**Source data:**

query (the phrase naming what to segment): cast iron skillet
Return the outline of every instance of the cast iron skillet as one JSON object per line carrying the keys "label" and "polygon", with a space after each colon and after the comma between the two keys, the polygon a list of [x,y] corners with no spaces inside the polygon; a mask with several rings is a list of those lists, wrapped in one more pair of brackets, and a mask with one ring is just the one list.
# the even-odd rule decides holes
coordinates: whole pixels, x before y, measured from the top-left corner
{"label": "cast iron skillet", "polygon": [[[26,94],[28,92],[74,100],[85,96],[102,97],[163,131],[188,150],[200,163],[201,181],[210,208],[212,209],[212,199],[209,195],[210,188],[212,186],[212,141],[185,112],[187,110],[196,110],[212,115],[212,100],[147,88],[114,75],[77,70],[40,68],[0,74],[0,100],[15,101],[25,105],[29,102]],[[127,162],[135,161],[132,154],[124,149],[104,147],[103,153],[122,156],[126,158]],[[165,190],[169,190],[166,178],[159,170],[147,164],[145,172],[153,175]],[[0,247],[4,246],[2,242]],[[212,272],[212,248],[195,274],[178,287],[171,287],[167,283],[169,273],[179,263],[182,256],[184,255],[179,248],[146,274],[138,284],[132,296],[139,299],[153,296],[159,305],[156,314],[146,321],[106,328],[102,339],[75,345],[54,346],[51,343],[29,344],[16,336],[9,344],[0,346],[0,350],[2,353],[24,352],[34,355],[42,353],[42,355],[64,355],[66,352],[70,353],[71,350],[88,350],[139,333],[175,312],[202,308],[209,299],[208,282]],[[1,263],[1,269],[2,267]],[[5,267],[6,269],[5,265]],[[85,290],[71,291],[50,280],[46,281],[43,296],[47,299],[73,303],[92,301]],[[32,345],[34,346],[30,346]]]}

**Given request:** Reproduce word for word the items from their first line up to and including the line containing "coordinates: whole pixels, x".

**Exercise response:**
query (the phrase naming what to segment): cast iron skillet
Return the outline of every instance of the cast iron skillet as one JSON object per line carrying the keys "label" and "polygon", with a space after each colon and after the comma between the two keys, the polygon a list of [x,y] corners with no spaces inside the polygon; a mask with several rings is a list of those lists, wrapped in one more pair of brackets, and a mask with one ring is just the one list.
# the even-odd rule decides holes
coordinates: whole pixels, x before y, measured from the top-left corner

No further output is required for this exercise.